Sind die Maastricht-Kriterien entscheidend für die Stabilität?
Abgeordneter Alexander Van der Bellen (G) stellte in seiner Wortmeldung die Maastricht-Kriterien – maximal 3 %
Neuverschuldung und 60 % Gesamtverschuldung – grundsätzlich in Frage. Für diese Obergrenzen gebe es keine
Begründung, sagte er, sie bewirkten nur prozyklische Budgets. Irland und Spanien seien nicht wegen der Verletzung
des Stabilitäts- und Wachstumspakts in Schwierigkeiten geraten, begründete er seine Zweifel an den genannten
Kriterien. Für ihn liegt der entscheidende Punkt in einer geordneten Insolvenzordnung für Staaten, und
dazu brauche man keine Vertragsänderung. Dem konnte der Finanzminister einiges abgewinnen, es bleibe aber
die Frage, inwieweit man den Privatsektor miteinbeziehen kann, gab Pröll zu bedenken.
Auch Bundeskanzler Werner Faymann bestätigte, dass es neben den Maastricht-Kriterien auch andere Faktoren
gibt, die auf die Stabilität der Staaten Einfluss haben. Im Umkehrschluss sei es aber auch noch niemandem
gelungen, die Maastricht-Kriterien als unrichtig zu erklären. Als wesentliche Faktoren nannte Faymann beispielsweise
die Struktur der Budgets und Ausgliederungen, Spekulationen, Immobilienblasen, aber auch die Schattenwirtschaft.
Daher müsse man durch zusätzliche Regelungen auch in derartige Fehlentwicklungen regulierend eingreifen.
Dazu gehöre z.B. auch eine europäische Ratingagentur, bemerkte er gegenüber Abgeordnetem Peter Fichtenbauer
(F), der sich danach erkundigt hatte.
Finanzminister Josef Pröll ergänzte auf eine Frage von Abgeordnetem Wilhelm Molterer (V), die neue Finanzmarktaufsicht,
bestehend aus drei neuen Behörden, eine für Banken in London, eine für Versicherungen in Frankfurt
und eine für Wertpapiere in Paris, sei abgeschlossen und könne mit ihrer Arbeit, aufbauend auf dem bestehenden
Komitee, ab 1. Jänner 2011 beginnen. Anfang nächsten Jahres werde auch der sogenannte Risk-Board, ein
Frühwarnsystem, das wirtschaftliche Empfehlungen abgeben kann, seine Tätigkeit aufnehmen.

Gespeicherte Daten:
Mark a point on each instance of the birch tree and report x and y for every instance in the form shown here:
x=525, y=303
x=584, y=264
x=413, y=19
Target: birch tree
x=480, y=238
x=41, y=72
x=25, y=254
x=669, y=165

AUFGABEN:
[A] Beantworten Sie zum Text über die Maastricht-Kriterien:
(i) Welche Obergrenzen für Neuverschuldung und Gesamtverschuldung werden als Maastricht-Kriterien genannt?
(ii) Was nannte Faymann gegenüber Fichtenbauer als Beispiel für zusätzliche Regelungen?
(iii) In welcher Stadt hat die neue Behörde für Versicherungen ihren Sitz?
[B] Schreiben Sie sämtliche Einträge der gespeicherten Daten unverändert ab.

LÖSUNGEN:
[A]
(i) Maximal 3 % Neuverschuldung und 60 % Gesamtverschuldung.
(ii) Eine europäische Ratingagentur.
(iii) In Frankfurt.

[B]
Mark a point on each instance of the birch tree and report x and y for every instance in the form shown here:
x=525, y=303
x=584, y=264
x=413, y=19
Target: birch tree
x=480, y=238
x=41, y=72
x=25, y=254
x=669, y=165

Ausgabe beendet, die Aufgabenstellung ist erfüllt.